**Information supplied**
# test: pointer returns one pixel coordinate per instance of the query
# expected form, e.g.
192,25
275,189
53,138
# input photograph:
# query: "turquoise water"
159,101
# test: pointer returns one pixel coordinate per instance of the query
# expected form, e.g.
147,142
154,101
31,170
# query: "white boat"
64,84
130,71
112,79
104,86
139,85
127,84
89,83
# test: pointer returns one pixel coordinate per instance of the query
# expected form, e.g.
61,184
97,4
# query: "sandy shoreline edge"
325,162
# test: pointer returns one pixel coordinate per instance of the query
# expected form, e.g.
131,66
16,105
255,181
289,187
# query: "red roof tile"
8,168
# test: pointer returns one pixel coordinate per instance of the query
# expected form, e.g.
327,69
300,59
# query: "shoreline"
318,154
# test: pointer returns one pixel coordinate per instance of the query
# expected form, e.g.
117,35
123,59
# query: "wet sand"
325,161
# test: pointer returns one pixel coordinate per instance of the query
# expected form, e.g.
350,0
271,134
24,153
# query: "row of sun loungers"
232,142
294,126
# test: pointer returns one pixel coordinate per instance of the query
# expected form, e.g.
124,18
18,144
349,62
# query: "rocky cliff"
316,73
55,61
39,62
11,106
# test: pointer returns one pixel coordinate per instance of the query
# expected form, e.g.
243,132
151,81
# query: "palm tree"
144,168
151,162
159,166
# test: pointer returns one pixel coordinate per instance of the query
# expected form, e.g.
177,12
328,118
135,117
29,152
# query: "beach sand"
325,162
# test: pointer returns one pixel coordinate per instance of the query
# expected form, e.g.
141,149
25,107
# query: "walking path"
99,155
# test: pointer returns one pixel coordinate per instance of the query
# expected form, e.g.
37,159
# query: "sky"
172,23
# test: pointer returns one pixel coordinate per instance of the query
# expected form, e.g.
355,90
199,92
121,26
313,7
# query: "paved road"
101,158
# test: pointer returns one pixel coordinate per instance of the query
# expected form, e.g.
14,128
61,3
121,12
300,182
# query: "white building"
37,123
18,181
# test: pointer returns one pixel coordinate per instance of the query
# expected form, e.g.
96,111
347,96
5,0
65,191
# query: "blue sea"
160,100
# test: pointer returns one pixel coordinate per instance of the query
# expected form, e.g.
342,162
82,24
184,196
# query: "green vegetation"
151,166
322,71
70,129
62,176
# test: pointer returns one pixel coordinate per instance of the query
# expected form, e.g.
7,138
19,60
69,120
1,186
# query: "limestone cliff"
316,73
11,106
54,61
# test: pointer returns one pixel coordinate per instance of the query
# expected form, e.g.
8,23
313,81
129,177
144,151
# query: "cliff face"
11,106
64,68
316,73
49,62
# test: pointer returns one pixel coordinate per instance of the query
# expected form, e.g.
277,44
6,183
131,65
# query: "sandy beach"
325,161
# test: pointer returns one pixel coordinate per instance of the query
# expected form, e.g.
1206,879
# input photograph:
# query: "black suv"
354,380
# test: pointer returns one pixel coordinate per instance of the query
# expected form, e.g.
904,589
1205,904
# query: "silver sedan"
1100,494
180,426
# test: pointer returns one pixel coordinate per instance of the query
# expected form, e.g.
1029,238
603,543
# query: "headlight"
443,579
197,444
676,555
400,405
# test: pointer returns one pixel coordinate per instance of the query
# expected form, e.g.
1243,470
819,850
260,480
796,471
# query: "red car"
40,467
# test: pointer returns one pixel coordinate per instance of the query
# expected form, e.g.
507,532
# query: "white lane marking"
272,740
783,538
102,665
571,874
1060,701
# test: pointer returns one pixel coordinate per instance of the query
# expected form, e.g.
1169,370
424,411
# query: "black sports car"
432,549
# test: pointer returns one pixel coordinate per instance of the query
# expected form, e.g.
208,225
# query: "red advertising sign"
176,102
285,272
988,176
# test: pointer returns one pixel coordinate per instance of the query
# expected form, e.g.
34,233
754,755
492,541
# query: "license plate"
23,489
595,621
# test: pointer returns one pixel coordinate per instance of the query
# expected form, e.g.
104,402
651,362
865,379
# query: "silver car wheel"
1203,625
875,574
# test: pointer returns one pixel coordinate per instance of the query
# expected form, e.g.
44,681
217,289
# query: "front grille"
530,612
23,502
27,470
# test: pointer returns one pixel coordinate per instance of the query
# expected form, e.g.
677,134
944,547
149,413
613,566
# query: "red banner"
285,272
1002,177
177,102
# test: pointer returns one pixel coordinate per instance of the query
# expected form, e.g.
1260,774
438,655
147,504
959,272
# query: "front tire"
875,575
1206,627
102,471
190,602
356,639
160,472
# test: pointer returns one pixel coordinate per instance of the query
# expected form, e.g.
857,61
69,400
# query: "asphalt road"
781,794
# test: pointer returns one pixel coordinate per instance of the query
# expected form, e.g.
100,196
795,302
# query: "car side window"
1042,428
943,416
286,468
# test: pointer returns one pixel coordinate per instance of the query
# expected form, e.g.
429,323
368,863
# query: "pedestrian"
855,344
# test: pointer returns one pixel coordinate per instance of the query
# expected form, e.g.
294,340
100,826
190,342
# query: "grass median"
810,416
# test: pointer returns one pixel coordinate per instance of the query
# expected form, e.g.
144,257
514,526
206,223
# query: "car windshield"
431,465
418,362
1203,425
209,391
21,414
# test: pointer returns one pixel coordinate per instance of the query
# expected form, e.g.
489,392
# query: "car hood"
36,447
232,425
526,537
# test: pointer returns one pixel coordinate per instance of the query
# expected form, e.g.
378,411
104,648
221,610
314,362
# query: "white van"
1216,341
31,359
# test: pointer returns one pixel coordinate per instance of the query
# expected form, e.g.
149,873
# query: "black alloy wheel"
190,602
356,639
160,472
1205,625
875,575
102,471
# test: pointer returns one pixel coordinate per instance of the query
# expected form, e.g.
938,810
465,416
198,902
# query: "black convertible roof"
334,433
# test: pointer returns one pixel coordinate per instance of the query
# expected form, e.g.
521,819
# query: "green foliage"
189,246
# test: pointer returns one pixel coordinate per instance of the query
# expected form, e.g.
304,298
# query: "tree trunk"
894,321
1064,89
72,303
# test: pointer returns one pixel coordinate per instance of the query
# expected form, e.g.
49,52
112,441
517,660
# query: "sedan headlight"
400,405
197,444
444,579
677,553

**Your instructions**
All lines of the data above must be repeated exactly.

**Solution to this problem**
# test: pointer returns one pixel coordinate per instance of the query
# expected form, e.g.
192,25
275,189
53,138
# input photograph:
# query: "turquoise water"
159,101
# test: pointer returns one pixel coordinate per instance of the query
# expected form, e.g.
147,142
154,101
31,170
# query: "white boat"
64,84
130,71
112,79
104,86
139,85
127,84
89,83
# test: pointer returns one pixel coordinate per instance of the query
# expected form, e.g.
61,184
97,4
# query: "sandy shoreline edge"
325,162
# test: pointer returns one pixel coordinate per instance of the query
# expected form, e.g.
131,66
16,105
255,181
289,187
# query: "red roof tile"
8,168
# test: pointer returns one pixel coordinate per instance of the query
# expected form, e.g.
327,69
300,59
# query: "shoreline"
318,154
# test: pointer returns one pixel coordinate per instance of the query
# expected form, e.g.
117,35
123,59
# query: "wet sand"
325,161
# test: pointer returns one pixel coordinate per instance of the query
# expected form, e.g.
350,0
271,134
24,153
# query: "row of sun loungers"
232,142
294,126
# test: pointer returns one pixel coordinate per instance of the query
# expected form, e.g.
124,18
18,144
349,62
# query: "rocky cliff"
316,73
55,61
39,62
11,106
# test: pointer returns one pixel coordinate per instance of the query
# expected form, e.g.
243,132
151,81
# query: "palm tree"
144,168
151,162
159,166
# test: pointer returns one pixel coordinate per instance of the query
# expected form, e.g.
177,12
328,118
135,117
29,152
# query: "beach sand"
325,162
# test: pointer returns one pixel coordinate per instance of the query
# expected form, e.g.
141,149
25,107
# query: "walking path"
99,155
# test: pointer returns one pixel coordinate per instance of the query
# expected form, e.g.
37,159
# query: "sky"
172,23
# test: pointer returns one pixel coordinate per instance of the query
# expected form, e.g.
355,90
199,92
121,26
313,7
# query: "paved road"
101,158
# test: pointer returns one pixel coordinate per instance of the query
# expected form, e.g.
14,128
61,3
121,12
300,182
# query: "white building"
37,123
18,181
# test: pointer returns one pixel coordinate per instance of the query
# expected form, e.g.
96,111
347,96
5,0
65,191
# query: "blue sea"
160,100
# test: pointer returns one pixel coordinate per instance of the query
# expected form, e.g.
342,162
82,24
184,196
# query: "green vegetation"
151,166
322,71
70,129
62,176
# test: pointer returns one pixel coordinate per instance of the query
# expected form, e.g.
7,138
19,60
69,120
1,186
# query: "limestone cliff"
316,73
11,106
54,61
# test: pointer returns one pixel coordinate per instance of the query
# expected form, e.g.
8,23
313,81
129,177
144,151
# query: "cliff face"
11,106
64,68
316,73
49,62
# test: pointer returns one pixel coordinate per instance of the query
# expected form, e.g.
277,44
6,183
131,65
# query: "sandy beach"
325,161
# test: pointer returns one pixel coordinate per instance of the query
# expected form, e.g.
1206,879
# input photograph:
# query: "black suv"
354,380
# test: pointer returns one pixel coordinate per instance of the query
# expected form, e.g.
904,589
1205,904
# query: "silver sedan"
1100,494
180,426
# test: pointer returns one pixel coordinate per instance of the query
# expected form, e.g.
1029,238
603,543
# query: "headlight"
443,579
197,444
676,555
400,405
# test: pointer returns one pixel coordinate per instance of the query
# expected form, e.g.
1243,470
819,850
260,480
796,471
# query: "red car"
40,467
# test: pointer returns one pixel coordinate per instance of the query
# expected form, e.g.
507,532
# query: "white lane marking"
272,740
783,538
102,665
571,874
1060,701
# test: pointer returns one pixel coordinate per instance of the query
# expected form, e.g.
1169,370
424,411
# query: "black sports car"
432,549
# test: pointer returns one pixel coordinate per instance of the query
# expected form, e.g.
208,225
# query: "red advertising sign"
176,102
285,272
988,176
# test: pointer returns one pixel coordinate per instance of the query
# expected form, e.g.
34,233
754,755
492,541
# query: "license plate"
23,489
595,621
# test: pointer returns one pixel coordinate per instance of the query
# expected form, e.g.
104,402
651,362
865,379
# query: "silver car wheel"
1203,625
875,574
# test: pointer returns one pixel coordinate per instance of the query
# expected form, e.g.
44,681
217,289
# query: "front grille"
530,612
23,502
27,470
# test: pointer returns one pixel coordinate per instance of the query
# expected form, e.g.
677,134
944,547
149,413
613,566
# query: "red banner"
285,272
1002,177
177,102
# test: pointer returns one pixel coordinate per instance of the query
# expected form, e.g.
1260,774
438,655
147,504
959,272
# query: "front tire"
875,575
1206,627
102,471
190,602
356,639
160,472
# test: pointer returns one pixel coordinate per instance of the query
# expected form, e.g.
857,61
69,400
# query: "asphalt road"
781,794
# test: pointer returns one pixel coordinate per instance of the query
# expected form, e.g.
100,196
795,302
# query: "car side window"
1042,428
943,416
286,468
# test: pointer returns one pixel coordinate per instance of the query
# expected form, e.g.
429,323
368,863
# query: "pedestrian"
855,344
# test: pointer returns one pixel coordinate per instance of the query
# expected form, e.g.
294,340
100,826
190,342
# query: "grass median"
810,416
# test: pointer returns one pixel coordinate per instance of the query
# expected form, e.g.
144,257
514,526
206,223
# query: "car windshield"
431,465
418,362
1203,425
209,391
21,414
# test: pointer returns one pixel coordinate per instance of the query
# expected form, e.g.
489,392
# query: "car hood"
36,447
232,425
526,537
# test: pointer returns one pixel coordinate per instance of the query
# expected form, e.g.
378,411
104,648
221,610
314,362
# query: "white van"
1216,341
31,359
# test: pointer returns one pixel coordinate per instance of the query
# expected form, e.g.
149,873
# query: "black alloy wheel"
190,602
356,639
160,472
1205,625
875,575
102,471
# test: pointer returns one pixel coordinate per instance of the query
# expected form, e.g.
938,810
465,416
198,902
# query: "black convertible roof"
334,433
# test: pointer returns one pixel coordinate per instance of the query
# expected form, e.g.
521,819
# query: "green foliage"
189,246
# test: pointer returns one pixel coordinate per instance of the query
# expected form, e.g.
304,298
# query: "tree trunk"
894,321
1064,89
72,303
# test: pointer returns one pixel coordinate per instance of the query
# expected form, e.g.
49,52
112,441
517,660
# query: "sedan headlight"
400,405
197,444
444,579
677,553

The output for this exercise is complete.